In 1634 Sir George Douglas, ambassador from Charles I to Poland, visited Ramsay at Hanau. In 1635 the imperialists besieged Hanau, which Ramsay defended with the greatest skill and pertinacity. The besieged were reduced to feeding on cats and dogs, but in June 1636 William, landgrave of Hesse, aided by the Swedes under Sir Alexander Leslie, raised the siege. Ramsay utilised the respite which this victory gave him to victual the place against a new siege, and to send provisions to the French garrison of Ehrenbreitstein or Hermanstein. In June 1636 Hermanstein surrendered, and in the following month Hanau was besieged by the forces of the elector of Mainz and the bishop of Würzburg under Baron Metternich. At the same time Philip Maurice, count of Hanau, made his peace with the emperor, and relinquished the Swedish cause. Seeing the impossibility of maintaining himself in Hanau, Ramsay agreed to evacuate the city on honourable terms. He was to receive fifty thousand reichsthalers (about 15,000l.), to be paid to his wife in Scotland, to be secured an equivalent for his lands in Mecklenburg, and to be conducted safely to the Swedish quarters. Till the terms were carried out he was to be allowed to stay in Hanau as a private man. In a few weeks, however, Ramsay saw reason to believe that the agreement would not be fairly executed, and in December 1637 he made the count of Hanau prisoner, and retook possession of Hanau. He was not strong enough to hold it, and on 12 February 1638 it was surprised by Louis Henry, Count of Nassau-Dillenburg. Ramsay, who defended himself to the last, was severely wounded, and died a prisoner in the castle of Dillenburg on 29 June 1639.

= = = = =

According to the text about Ramsay and Hanau, who took Hanau by surprise on 12 February 1638? Rely only on the text about Ramsay and Hanau.

= = = = =

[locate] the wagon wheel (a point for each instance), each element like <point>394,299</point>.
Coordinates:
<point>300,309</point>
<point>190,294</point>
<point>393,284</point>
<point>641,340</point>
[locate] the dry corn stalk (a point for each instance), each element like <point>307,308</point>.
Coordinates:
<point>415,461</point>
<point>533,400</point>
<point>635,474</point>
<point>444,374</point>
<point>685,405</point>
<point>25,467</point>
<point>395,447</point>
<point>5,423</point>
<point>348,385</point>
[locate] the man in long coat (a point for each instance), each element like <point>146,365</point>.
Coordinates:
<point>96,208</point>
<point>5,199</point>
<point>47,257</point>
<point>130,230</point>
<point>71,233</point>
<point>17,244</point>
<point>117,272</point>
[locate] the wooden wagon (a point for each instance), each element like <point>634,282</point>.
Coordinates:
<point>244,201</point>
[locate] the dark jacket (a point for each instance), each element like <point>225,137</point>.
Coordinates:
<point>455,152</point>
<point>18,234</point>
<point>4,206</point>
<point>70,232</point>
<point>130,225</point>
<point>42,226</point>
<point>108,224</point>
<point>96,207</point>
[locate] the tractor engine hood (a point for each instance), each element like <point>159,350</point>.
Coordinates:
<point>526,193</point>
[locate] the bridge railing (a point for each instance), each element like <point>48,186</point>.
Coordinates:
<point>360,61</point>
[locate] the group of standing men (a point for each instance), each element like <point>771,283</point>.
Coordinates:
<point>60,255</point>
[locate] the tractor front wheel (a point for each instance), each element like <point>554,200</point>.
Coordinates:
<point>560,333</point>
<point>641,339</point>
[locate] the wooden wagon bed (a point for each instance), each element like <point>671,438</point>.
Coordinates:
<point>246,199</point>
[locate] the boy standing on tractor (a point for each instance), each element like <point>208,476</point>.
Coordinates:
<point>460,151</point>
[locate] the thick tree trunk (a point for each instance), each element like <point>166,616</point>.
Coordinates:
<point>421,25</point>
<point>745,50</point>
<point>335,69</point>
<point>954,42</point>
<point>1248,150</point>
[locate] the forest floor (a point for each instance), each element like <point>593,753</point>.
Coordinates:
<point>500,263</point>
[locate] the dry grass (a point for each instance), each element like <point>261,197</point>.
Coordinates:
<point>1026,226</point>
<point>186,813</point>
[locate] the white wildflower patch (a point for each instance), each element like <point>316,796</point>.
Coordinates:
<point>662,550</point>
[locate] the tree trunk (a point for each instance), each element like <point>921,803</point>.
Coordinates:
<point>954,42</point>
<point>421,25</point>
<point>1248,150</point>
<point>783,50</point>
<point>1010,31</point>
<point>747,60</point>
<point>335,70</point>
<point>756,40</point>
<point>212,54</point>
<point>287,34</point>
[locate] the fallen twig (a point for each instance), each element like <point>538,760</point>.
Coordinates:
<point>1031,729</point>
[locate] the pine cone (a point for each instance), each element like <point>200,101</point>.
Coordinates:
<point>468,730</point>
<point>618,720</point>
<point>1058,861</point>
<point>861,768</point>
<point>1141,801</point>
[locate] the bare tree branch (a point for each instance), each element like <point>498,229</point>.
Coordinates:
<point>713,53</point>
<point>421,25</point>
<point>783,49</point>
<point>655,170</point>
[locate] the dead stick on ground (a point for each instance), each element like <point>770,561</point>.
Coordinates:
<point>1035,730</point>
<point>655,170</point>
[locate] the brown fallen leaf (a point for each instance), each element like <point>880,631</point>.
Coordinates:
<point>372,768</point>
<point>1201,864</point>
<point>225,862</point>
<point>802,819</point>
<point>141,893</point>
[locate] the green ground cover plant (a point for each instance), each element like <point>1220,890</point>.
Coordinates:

= = = = =

=== Response to this task ===
Louis Henry, Count of Nassau-Dillenburg.